■ **What is required**:
The records that follow should be retyped word for word.

■ **Stored data**:
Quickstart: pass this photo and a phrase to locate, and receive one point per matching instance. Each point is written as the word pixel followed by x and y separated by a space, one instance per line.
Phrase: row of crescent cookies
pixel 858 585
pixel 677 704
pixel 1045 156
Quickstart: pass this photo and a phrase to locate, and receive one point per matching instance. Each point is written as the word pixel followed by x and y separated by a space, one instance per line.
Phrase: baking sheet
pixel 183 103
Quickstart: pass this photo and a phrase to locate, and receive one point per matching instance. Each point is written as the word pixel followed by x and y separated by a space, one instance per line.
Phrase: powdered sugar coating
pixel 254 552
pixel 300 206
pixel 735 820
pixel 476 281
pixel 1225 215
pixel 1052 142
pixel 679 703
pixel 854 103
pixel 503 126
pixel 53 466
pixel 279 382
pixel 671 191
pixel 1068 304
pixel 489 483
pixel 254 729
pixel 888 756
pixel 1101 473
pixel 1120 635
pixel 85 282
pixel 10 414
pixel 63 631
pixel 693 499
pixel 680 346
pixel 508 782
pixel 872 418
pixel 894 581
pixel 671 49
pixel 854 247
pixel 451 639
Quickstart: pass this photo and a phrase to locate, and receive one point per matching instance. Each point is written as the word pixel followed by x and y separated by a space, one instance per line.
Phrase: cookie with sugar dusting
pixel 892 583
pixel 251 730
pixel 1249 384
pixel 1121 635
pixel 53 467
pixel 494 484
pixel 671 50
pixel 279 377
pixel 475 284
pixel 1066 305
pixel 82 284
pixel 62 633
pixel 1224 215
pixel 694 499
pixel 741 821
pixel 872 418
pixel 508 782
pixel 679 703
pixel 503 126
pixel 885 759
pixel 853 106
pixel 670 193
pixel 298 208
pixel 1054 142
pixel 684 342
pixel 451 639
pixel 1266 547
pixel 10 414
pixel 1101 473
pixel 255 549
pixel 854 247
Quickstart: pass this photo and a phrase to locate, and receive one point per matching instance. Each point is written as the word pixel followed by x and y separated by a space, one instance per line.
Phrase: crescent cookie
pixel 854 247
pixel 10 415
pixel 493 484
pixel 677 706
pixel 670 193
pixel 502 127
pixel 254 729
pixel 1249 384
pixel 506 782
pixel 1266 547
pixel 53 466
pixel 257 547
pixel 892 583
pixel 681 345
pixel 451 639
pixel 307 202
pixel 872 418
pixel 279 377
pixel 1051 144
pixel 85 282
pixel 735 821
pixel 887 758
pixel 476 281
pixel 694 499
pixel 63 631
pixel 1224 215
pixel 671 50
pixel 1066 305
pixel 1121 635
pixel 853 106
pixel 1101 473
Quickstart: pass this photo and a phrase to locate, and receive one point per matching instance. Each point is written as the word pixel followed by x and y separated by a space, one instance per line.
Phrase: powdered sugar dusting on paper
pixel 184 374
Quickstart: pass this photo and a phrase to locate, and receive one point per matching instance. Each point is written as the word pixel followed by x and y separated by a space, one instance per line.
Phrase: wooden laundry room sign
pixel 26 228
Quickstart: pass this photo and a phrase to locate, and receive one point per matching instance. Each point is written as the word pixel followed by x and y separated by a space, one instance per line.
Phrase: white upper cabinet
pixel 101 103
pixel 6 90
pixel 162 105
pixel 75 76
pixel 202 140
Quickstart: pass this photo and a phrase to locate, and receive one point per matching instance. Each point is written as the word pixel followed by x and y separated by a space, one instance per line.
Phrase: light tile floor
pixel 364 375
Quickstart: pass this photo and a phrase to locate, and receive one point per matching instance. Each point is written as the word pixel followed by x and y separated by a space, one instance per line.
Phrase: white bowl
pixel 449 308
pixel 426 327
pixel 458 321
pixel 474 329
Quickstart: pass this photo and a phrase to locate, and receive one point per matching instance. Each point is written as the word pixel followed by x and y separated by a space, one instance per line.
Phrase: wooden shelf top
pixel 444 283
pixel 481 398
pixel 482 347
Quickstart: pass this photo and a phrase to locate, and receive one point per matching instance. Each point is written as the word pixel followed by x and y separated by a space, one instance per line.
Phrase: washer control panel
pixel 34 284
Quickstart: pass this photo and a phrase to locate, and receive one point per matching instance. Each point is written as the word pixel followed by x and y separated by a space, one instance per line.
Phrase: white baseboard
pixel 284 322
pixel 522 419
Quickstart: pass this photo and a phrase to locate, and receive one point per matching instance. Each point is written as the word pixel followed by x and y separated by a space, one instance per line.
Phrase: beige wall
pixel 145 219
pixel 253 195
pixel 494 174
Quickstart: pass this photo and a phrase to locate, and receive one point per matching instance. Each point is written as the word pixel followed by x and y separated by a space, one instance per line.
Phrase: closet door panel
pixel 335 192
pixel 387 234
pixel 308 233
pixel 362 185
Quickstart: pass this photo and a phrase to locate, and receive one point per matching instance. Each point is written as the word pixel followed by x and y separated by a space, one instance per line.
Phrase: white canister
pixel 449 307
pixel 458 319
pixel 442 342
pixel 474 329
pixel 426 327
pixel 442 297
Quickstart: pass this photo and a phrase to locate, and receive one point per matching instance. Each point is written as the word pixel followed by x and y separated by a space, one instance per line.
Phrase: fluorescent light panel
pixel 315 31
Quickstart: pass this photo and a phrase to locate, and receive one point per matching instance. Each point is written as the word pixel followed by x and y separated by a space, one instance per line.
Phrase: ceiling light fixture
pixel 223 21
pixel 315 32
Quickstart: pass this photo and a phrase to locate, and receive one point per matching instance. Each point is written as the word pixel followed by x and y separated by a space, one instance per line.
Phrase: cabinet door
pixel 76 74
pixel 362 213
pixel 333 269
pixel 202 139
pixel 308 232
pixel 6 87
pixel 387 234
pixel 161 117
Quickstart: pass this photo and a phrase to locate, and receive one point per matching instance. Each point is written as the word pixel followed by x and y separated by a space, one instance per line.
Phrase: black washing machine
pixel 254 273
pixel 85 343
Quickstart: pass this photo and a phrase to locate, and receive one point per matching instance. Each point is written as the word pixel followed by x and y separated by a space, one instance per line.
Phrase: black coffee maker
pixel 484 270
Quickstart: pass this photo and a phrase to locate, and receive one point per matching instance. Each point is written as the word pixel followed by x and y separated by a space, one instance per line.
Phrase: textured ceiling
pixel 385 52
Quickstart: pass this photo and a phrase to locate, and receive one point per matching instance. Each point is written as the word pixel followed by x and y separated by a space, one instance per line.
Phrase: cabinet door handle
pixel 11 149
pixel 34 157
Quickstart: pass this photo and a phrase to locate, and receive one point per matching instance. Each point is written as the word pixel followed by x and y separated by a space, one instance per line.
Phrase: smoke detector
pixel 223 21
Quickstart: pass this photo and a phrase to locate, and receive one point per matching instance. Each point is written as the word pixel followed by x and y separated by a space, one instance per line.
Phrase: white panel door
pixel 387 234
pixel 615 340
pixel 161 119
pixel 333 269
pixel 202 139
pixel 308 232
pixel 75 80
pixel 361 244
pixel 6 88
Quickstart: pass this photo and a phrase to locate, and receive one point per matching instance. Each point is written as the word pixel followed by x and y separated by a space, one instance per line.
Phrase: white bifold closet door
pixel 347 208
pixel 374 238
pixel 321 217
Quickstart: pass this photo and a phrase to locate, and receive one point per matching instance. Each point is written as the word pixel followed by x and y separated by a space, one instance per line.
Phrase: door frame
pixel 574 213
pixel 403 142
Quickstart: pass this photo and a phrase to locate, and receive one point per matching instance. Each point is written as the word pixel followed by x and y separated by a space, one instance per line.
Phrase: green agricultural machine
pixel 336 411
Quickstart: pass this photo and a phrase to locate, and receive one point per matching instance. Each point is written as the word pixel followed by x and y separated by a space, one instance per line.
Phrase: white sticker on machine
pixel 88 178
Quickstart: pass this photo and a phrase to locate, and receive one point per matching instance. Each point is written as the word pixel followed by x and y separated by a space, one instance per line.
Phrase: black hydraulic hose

■ **Answer space**:
Quickstart: pass this photo and a phrase to locate, and receive one point per matching instance. Each point is written as the word pixel followed by x and y separated by a space, one instance per line.
Phrase: row of crescent cookies
pixel 858 585
pixel 677 704
pixel 1045 156
Quickstart: pass this photo and a phrase to locate, and receive one point per matching instance. Each point is written as the word pixel followed by x and y separated by a space, one instance per line.
Phrase: baking sheet
pixel 183 103
Quickstart: pass this photo and a phrase to locate, and receive one point per matching instance. Each point is written as the word pixel followed by x and y separated by a space, one instance per line.
Phrase: powdered sugar coating
pixel 254 552
pixel 300 206
pixel 735 820
pixel 476 281
pixel 1225 215
pixel 1052 142
pixel 679 703
pixel 854 103
pixel 503 126
pixel 53 466
pixel 279 382
pixel 671 191
pixel 1068 304
pixel 489 483
pixel 254 729
pixel 888 756
pixel 1101 473
pixel 1120 635
pixel 85 282
pixel 10 414
pixel 63 631
pixel 693 499
pixel 680 346
pixel 508 782
pixel 872 418
pixel 894 581
pixel 671 49
pixel 854 247
pixel 451 639
Quickstart: pass this photo and a phrase to locate, and receive one point per matching instance. Each point is written as the word pixel followed by x and y separated by a space, one instance per line.
Phrase: cookie with sugar dusting
pixel 892 583
pixel 251 730
pixel 1249 384
pixel 1121 635
pixel 53 467
pixel 494 484
pixel 671 50
pixel 279 377
pixel 475 284
pixel 1066 305
pixel 82 284
pixel 62 633
pixel 1224 215
pixel 694 499
pixel 741 821
pixel 872 418
pixel 508 782
pixel 679 703
pixel 503 126
pixel 885 759
pixel 853 106
pixel 670 193
pixel 298 208
pixel 1054 142
pixel 684 342
pixel 451 639
pixel 1266 547
pixel 10 414
pixel 1101 473
pixel 255 549
pixel 854 247
Quickstart: pass this photo and a phrase to locate, and receive one point per matching instance. Each point is written as the word pixel followed by x and y separated by a space, one instance per line.
Phrase: crescent cookie
pixel 854 247
pixel 10 415
pixel 493 484
pixel 677 706
pixel 670 193
pixel 502 127
pixel 254 729
pixel 1249 384
pixel 506 782
pixel 1266 547
pixel 53 466
pixel 257 547
pixel 892 583
pixel 681 345
pixel 451 639
pixel 307 202
pixel 872 418
pixel 279 377
pixel 1051 144
pixel 85 282
pixel 735 821
pixel 887 758
pixel 476 281
pixel 694 499
pixel 63 631
pixel 1224 215
pixel 671 50
pixel 1066 305
pixel 1121 635
pixel 853 106
pixel 1101 473
Quickstart: pass this photo and a phrase to locate, and receive one point per matching instance. Each point is written as the word pixel followed by x and y separated by a space, one instance per line.
Phrase: powdered sugar dusting on paper
pixel 184 374
Quickstart: pass this photo and a phrase to locate, and receive one point per matching instance. Each point is written as the word pixel followed by x and y separated by a space, one instance per line.
Phrase: wooden laundry room sign
pixel 26 228
Quickstart: pass this photo and a phrase to locate, and receive one point per matching instance. Each point is written as the word pixel followed by x and y separated by a space, one instance per line.
Phrase: white upper cabinet
pixel 101 103
pixel 6 90
pixel 162 105
pixel 75 76
pixel 202 140
Quickstart: pass this photo and a phrase to locate, and receive one point per matching instance. Each point is written as the word pixel followed by x and y separated by a space, one instance per line.
Phrase: light tile floor
pixel 364 375
Quickstart: pass this photo and a phrase to locate, and receive one point per matching instance. Each point is written as the word pixel followed by x and y separated by a space, one instance per line.
Phrase: white bowl
pixel 449 308
pixel 426 327
pixel 458 321
pixel 474 329
Quickstart: pass this photo and a phrase to locate, and receive one point per matching instance. Each point is written as the word pixel followed by x and y separated by a space, one instance per line.
Phrase: wooden shelf top
pixel 444 283
pixel 481 398
pixel 482 347
Quickstart: pass this photo and a phrase to locate, and receive one point per matching instance. Each point is written as the word pixel followed by x and y separated by a space, one instance per line.
Phrase: washer control panel
pixel 34 284
Quickstart: pass this photo and a phrase to locate, and receive one point per matching instance. Each point is written as the word pixel followed by x and y separated by a space, one instance per line.
Phrase: white baseboard
pixel 284 322
pixel 522 419
Quickstart: pass this photo and a phrase to locate, and receive one point per matching instance. Each point is written as the word pixel followed by x and y separated by a space, one instance per line.
Phrase: beige wall
pixel 145 219
pixel 253 195
pixel 494 174
Quickstart: pass this photo and a phrase to locate, and receive one point per matching instance. Each point is written as the word pixel followed by x and y separated by a space, one instance per line.
Phrase: closet door panel
pixel 335 192
pixel 387 234
pixel 308 233
pixel 362 185
Quickstart: pass this photo and a phrase to locate, and receive one point per matching instance. Each point is written as the word pixel followed by x and y separated by a space, one instance per line.
Phrase: white canister
pixel 449 307
pixel 458 319
pixel 442 342
pixel 474 329
pixel 426 327
pixel 442 297
Quickstart: pass this photo and a phrase to locate, and receive one point per matching instance. Each point is written as the word pixel followed by x and y separated by a space, one instance per line.
Phrase: fluorescent light panel
pixel 315 31
Quickstart: pass this photo and a phrase to locate, and receive one point per matching instance. Each point is written as the word pixel followed by x and y separated by a space, one instance per line.
Phrase: ceiling light fixture
pixel 223 21
pixel 315 32
Quickstart: pass this photo and a phrase to locate, and receive one point per matching instance. Each point is written as the word pixel followed by x and y separated by a space, one instance per line.
Phrase: cabinet door
pixel 76 74
pixel 362 213
pixel 333 269
pixel 202 139
pixel 308 232
pixel 6 87
pixel 387 234
pixel 161 117
Quickstart: pass this photo and a phrase to locate, and receive one point per matching instance. Each point is written as the word pixel followed by x and y separated by a space, one instance per line.
Phrase: black washing machine
pixel 254 273
pixel 85 343
Quickstart: pass this photo and a phrase to locate, and receive one point per matching instance. Each point is written as the word pixel followed by x and y separated by a space, one instance per line.
Phrase: black coffee maker
pixel 484 270
Quickstart: pass this photo and a phrase to locate, and receive one point per matching instance. Each point is written as the word pixel followed by x and y separated by a space, one instance per line.
Phrase: textured ceiling
pixel 385 52
Quickstart: pass this photo and a phrase to locate, and receive one point per matching instance. Each point is written as the word pixel followed by x and y separated by a space, one instance per line.
Phrase: cabinet door handle
pixel 11 149
pixel 34 157
Quickstart: pass this photo and a phrase to locate, and receive one point per matching instance. Each point is written as the word pixel followed by x and y separated by a space, one instance per line.
Phrase: smoke detector
pixel 223 21
Quickstart: pass this photo and a phrase to locate, and receive one point per matching instance. Each point is written as the word pixel followed by x and y separated by a space, one instance per line.
Phrase: white panel door
pixel 387 234
pixel 615 340
pixel 161 119
pixel 333 269
pixel 202 139
pixel 308 232
pixel 75 80
pixel 361 244
pixel 6 88
Quickstart: pass this photo and a phrase to locate, and receive one point per matching instance. Each point is written as the word pixel followed by x and y separated by a space, one instance per line.
Phrase: white bifold closet door
pixel 347 208
pixel 374 238
pixel 321 217
Quickstart: pass this photo and a phrase to locate, and receive one point per matching instance. Each point is written as the word pixel followed by x and y separated by a space, one instance per line.
Phrase: door frame
pixel 574 213
pixel 403 142
Quickstart: pass this photo and a phrase to locate, and receive one point per matching instance. Each point is written as the word pixel followed by x and y separated by a space, one instance per line.
Phrase: green agricultural machine
pixel 336 411
Quickstart: pass this photo and a phrase to locate, and receive one point per matching instance. Each point is written as the word pixel followed by x and y separated by a space, one instance per line.
Phrase: white sticker on machine
pixel 88 178
Quickstart: pass this photo and a phrase to locate, and receive one point per matching instance. Each point is written as the word pixel followed by x and y separated by a space, one instance per line.
Phrase: black hydraulic hose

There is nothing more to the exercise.